(Coordinate annotation entries)
== == ==

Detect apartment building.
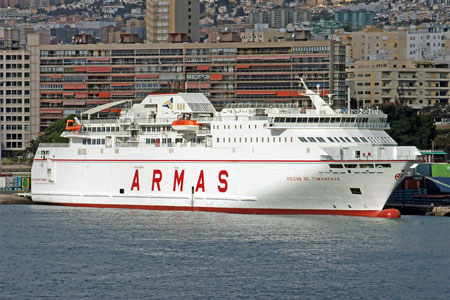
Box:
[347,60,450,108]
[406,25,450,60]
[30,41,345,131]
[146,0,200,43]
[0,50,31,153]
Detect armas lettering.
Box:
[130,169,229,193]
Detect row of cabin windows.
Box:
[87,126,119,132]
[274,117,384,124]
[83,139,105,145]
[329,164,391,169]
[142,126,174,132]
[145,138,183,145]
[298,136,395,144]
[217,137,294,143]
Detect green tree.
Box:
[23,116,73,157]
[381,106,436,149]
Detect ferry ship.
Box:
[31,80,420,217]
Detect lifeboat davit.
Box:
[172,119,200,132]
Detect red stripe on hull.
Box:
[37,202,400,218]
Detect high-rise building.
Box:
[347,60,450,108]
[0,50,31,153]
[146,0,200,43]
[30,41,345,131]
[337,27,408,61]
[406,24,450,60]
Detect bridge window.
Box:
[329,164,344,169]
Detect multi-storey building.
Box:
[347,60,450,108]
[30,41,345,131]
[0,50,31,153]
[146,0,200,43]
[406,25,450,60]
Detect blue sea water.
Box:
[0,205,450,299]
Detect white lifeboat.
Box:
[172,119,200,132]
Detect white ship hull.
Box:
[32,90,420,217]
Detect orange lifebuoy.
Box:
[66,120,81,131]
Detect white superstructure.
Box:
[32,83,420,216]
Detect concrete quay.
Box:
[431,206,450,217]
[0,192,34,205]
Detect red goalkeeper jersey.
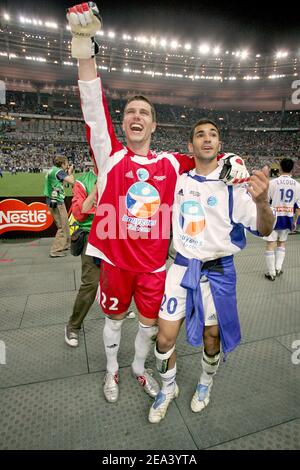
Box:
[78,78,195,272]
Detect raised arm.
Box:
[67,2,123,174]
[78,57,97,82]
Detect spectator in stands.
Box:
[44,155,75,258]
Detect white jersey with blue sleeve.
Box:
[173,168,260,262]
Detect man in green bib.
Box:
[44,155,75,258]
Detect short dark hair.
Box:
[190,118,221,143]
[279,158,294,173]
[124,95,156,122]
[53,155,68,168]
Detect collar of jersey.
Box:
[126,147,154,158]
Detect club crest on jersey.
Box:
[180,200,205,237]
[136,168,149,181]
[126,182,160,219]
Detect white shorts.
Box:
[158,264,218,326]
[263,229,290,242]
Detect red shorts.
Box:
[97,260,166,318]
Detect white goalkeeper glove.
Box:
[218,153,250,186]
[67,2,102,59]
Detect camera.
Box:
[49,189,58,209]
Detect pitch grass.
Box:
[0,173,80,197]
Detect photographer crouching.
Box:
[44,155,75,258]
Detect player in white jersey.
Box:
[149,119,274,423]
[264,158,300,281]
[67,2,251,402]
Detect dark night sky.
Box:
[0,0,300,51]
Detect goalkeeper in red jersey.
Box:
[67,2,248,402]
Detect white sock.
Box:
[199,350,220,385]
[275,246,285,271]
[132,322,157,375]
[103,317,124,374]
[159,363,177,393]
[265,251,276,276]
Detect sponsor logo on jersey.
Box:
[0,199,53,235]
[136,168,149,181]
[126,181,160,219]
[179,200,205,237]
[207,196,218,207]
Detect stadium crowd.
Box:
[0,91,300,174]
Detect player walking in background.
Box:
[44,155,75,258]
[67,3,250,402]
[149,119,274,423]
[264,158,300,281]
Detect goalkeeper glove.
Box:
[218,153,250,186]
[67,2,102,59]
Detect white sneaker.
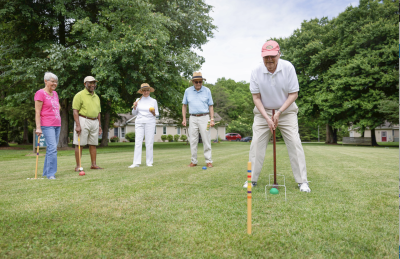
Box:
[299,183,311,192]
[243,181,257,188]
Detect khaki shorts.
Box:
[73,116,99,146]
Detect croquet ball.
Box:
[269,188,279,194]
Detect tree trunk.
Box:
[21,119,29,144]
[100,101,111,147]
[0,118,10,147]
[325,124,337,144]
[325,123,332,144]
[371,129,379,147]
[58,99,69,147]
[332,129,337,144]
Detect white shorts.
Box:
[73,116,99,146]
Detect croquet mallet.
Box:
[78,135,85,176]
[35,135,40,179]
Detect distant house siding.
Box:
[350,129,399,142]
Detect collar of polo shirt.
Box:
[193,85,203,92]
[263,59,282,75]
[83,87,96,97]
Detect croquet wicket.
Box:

== == ==

▶ [WRITTEN REQUEST]: Reproduce every line of the listing above word for word, omitting the pictures.

▶ [WRITTEN ANSWER]:
Detect apartment building.
Box:
[347,60,450,108]
[406,25,450,60]
[30,41,345,131]
[146,0,200,43]
[0,50,31,153]
Detect armas lettering.
Box:
[130,169,229,193]
Detect row of cabin windows.
Box:
[87,126,119,132]
[274,117,384,124]
[83,139,105,145]
[329,164,391,169]
[142,126,174,132]
[145,138,183,145]
[298,136,395,144]
[217,137,294,143]
Detect green tree.
Box:
[23,116,73,157]
[381,106,436,149]
Detect ferry ship.
Box:
[31,80,420,217]
Detect lifeboat davit.
Box:
[172,119,200,132]
Detect red stripe on hull.
Box:
[37,202,400,218]
Detect high-rise building.
Box:
[347,60,450,108]
[0,50,31,153]
[146,0,200,43]
[30,41,345,131]
[337,27,408,61]
[406,24,450,60]
Detect bridge window.
Box:
[329,164,344,169]
Detect multi-storey building.
Box:
[347,60,450,108]
[30,41,345,131]
[0,50,31,153]
[146,0,200,43]
[406,25,450,60]
Detect blue sea water.
Box:
[0,205,450,299]
Detect white lifeboat.
Box:
[172,119,200,132]
Detect white ship hull.
Box:
[32,90,420,217]
Detect orange lifebuoy.
Box:
[66,120,81,131]
Detect white superstructure.
Box:
[32,83,420,216]
Detect concrete quay.
Box:
[431,206,450,217]
[0,192,34,205]
Detect red goalkeeper jersey.
Box:
[78,78,195,272]
Detect raised arm.
Box:
[67,2,123,174]
[78,57,97,82]
Detect spectator in stands.
Box:
[44,155,75,258]
Detect white jersey with blue sleeve.
Box:
[173,168,260,262]
Detect man in green bib.
Box:
[44,155,75,258]
Detect short dark hair.
Box:
[190,118,221,143]
[279,158,294,173]
[124,95,156,122]
[53,155,68,168]
Detect collar of jersey.
Box:
[126,147,154,158]
Detect club crest on jersey.
Box:
[180,200,205,237]
[136,168,149,181]
[126,182,160,219]
Detect white shorts.
Box:
[158,264,218,326]
[263,229,290,242]
Detect red shorts.
Box:
[97,260,166,318]
Detect white goalkeeper glove.
Box:
[218,153,250,186]
[67,2,102,59]
Detect camera.
Box:
[49,189,58,209]
Detect pitch grass.
Box:
[0,173,80,197]
Detect photographer crouching.
Box:
[44,155,75,258]
Detect player in white jersey.
Box:
[149,119,274,423]
[264,158,300,281]
[67,2,251,402]
Detect dark night sky.
Box:
[0,0,300,51]
Detect goalkeeper in red jersey.
Box:
[67,2,248,402]
Detect white sock.
Box:
[199,350,220,385]
[275,246,285,271]
[132,322,157,375]
[103,317,124,374]
[159,363,177,393]
[265,251,276,276]
Detect sponsor logo on jersey.
Box:
[0,199,53,235]
[136,168,149,181]
[126,181,160,219]
[179,200,205,237]
[207,196,218,207]
Detect stadium crowd.
Box:
[0,91,300,174]
Detect player walking in background.
Box:
[44,155,75,258]
[67,3,250,402]
[149,119,274,423]
[264,158,300,281]
Detect goalkeeper glove.
Box:
[218,153,250,186]
[67,2,102,59]
Detect white sneaker.
Box:
[299,183,311,192]
[243,181,257,188]
Detect khaki shorts.
Box:
[73,116,99,146]
Detect croquet ball.
Box:
[269,188,279,194]
Detect tree trunk.
Box:
[21,119,29,144]
[100,101,111,147]
[0,118,10,147]
[325,124,337,144]
[325,123,332,144]
[371,129,379,147]
[58,99,69,147]
[332,129,337,144]
Detect white shorts.
Box:
[73,116,99,146]
Detect croquet mallet.
Box:
[78,135,85,176]
[35,135,40,179]
Detect distant house siding.
Box:
[350,129,399,142]
Detect collar of polo shirt.
Box:
[193,85,203,92]
[263,59,282,75]
[83,87,96,97]
Detect croquet wicket.
Box:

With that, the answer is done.